[Image-grounded pointing data]
[Start of Attachment]
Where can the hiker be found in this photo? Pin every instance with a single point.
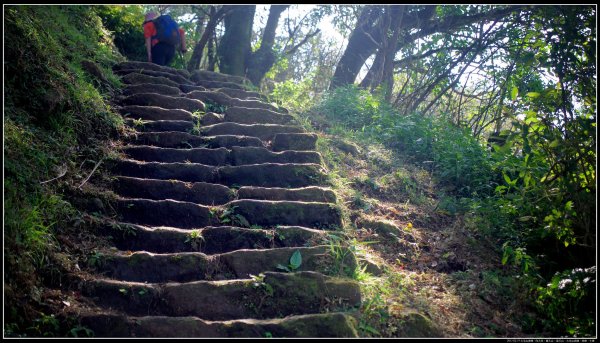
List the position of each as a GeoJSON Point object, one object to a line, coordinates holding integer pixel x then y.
{"type": "Point", "coordinates": [162, 39]}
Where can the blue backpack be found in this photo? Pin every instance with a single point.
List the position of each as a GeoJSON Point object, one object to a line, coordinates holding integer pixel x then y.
{"type": "Point", "coordinates": [167, 30]}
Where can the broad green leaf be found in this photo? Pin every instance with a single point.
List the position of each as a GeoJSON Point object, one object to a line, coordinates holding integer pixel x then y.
{"type": "Point", "coordinates": [282, 267]}
{"type": "Point", "coordinates": [555, 143]}
{"type": "Point", "coordinates": [514, 92]}
{"type": "Point", "coordinates": [507, 179]}
{"type": "Point", "coordinates": [296, 260]}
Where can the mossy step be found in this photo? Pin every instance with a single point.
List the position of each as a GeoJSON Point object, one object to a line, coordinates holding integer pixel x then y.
{"type": "Point", "coordinates": [225, 100]}
{"type": "Point", "coordinates": [312, 193]}
{"type": "Point", "coordinates": [256, 155]}
{"type": "Point", "coordinates": [321, 325]}
{"type": "Point", "coordinates": [246, 212]}
{"type": "Point", "coordinates": [155, 113]}
{"type": "Point", "coordinates": [164, 101]}
{"type": "Point", "coordinates": [207, 75]}
{"type": "Point", "coordinates": [181, 214]}
{"type": "Point", "coordinates": [178, 139]}
{"type": "Point", "coordinates": [289, 175]}
{"type": "Point", "coordinates": [150, 66]}
{"type": "Point", "coordinates": [241, 94]}
{"type": "Point", "coordinates": [218, 84]}
{"type": "Point", "coordinates": [274, 295]}
{"type": "Point", "coordinates": [137, 78]}
{"type": "Point", "coordinates": [270, 213]}
{"type": "Point", "coordinates": [294, 141]}
{"type": "Point", "coordinates": [196, 192]}
{"type": "Point", "coordinates": [143, 266]}
{"type": "Point", "coordinates": [189, 172]}
{"type": "Point", "coordinates": [151, 88]}
{"type": "Point", "coordinates": [173, 77]}
{"type": "Point", "coordinates": [263, 131]}
{"type": "Point", "coordinates": [219, 156]}
{"type": "Point", "coordinates": [244, 115]}
{"type": "Point", "coordinates": [160, 125]}
{"type": "Point", "coordinates": [211, 157]}
{"type": "Point", "coordinates": [214, 239]}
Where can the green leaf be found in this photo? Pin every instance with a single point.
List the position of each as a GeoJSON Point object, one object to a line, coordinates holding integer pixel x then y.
{"type": "Point", "coordinates": [514, 92]}
{"type": "Point", "coordinates": [295, 260]}
{"type": "Point", "coordinates": [282, 267]}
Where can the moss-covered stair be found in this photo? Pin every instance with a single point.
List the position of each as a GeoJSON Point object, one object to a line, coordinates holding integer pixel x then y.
{"type": "Point", "coordinates": [211, 211]}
[End of Attachment]
• What you are asked to do: Retype the data exactly as it stands, but keep the images out of your copy.

• Answer to the exercise:
Where can the hiker be found in this photo? Pin every instance with a single point.
List the position of each as a GeoJSON Point object, one object to a line, coordinates holding integer pixel x then y.
{"type": "Point", "coordinates": [162, 39]}
Where can the blue backpack be found in this photo? Pin every instance with a single point.
List the position of each as a GeoJSON Point object, one object to a line, coordinates holding integer pixel x then y.
{"type": "Point", "coordinates": [167, 30]}
Where can the broad green leaf be found in this photo? Pin every instance with a single point.
List the position of each as a GeoJSON Point object, one object to a line, coordinates holding integer pixel x then y.
{"type": "Point", "coordinates": [282, 267]}
{"type": "Point", "coordinates": [555, 143]}
{"type": "Point", "coordinates": [514, 92]}
{"type": "Point", "coordinates": [507, 179]}
{"type": "Point", "coordinates": [296, 260]}
Where can the mossy step be found in this photo? Pin every instance with a single point.
List the position of each as a GeoJSON Point object, one object to a line, coordinates holding integer pixel x then y.
{"type": "Point", "coordinates": [225, 100]}
{"type": "Point", "coordinates": [312, 193]}
{"type": "Point", "coordinates": [256, 155]}
{"type": "Point", "coordinates": [321, 325]}
{"type": "Point", "coordinates": [246, 212]}
{"type": "Point", "coordinates": [155, 113]}
{"type": "Point", "coordinates": [164, 101]}
{"type": "Point", "coordinates": [207, 75]}
{"type": "Point", "coordinates": [181, 214]}
{"type": "Point", "coordinates": [178, 139]}
{"type": "Point", "coordinates": [289, 175]}
{"type": "Point", "coordinates": [150, 66]}
{"type": "Point", "coordinates": [241, 94]}
{"type": "Point", "coordinates": [218, 84]}
{"type": "Point", "coordinates": [274, 295]}
{"type": "Point", "coordinates": [137, 78]}
{"type": "Point", "coordinates": [270, 213]}
{"type": "Point", "coordinates": [294, 141]}
{"type": "Point", "coordinates": [196, 192]}
{"type": "Point", "coordinates": [143, 266]}
{"type": "Point", "coordinates": [189, 172]}
{"type": "Point", "coordinates": [151, 88]}
{"type": "Point", "coordinates": [173, 77]}
{"type": "Point", "coordinates": [263, 131]}
{"type": "Point", "coordinates": [219, 156]}
{"type": "Point", "coordinates": [244, 115]}
{"type": "Point", "coordinates": [160, 125]}
{"type": "Point", "coordinates": [211, 157]}
{"type": "Point", "coordinates": [214, 239]}
Where can the green leaf be found in this photo? Pin every instance with a single point.
List the position of each as a GeoJSON Point object, one object to a line, coordinates holding integer pixel x then y.
{"type": "Point", "coordinates": [514, 92]}
{"type": "Point", "coordinates": [295, 260]}
{"type": "Point", "coordinates": [282, 267]}
Where can the moss-covered stair be found in this photo? Pin every instance with a single point.
List the position of each as a GeoJSON Point object, one object to a line, coordinates holding integer pixel x then y.
{"type": "Point", "coordinates": [211, 211]}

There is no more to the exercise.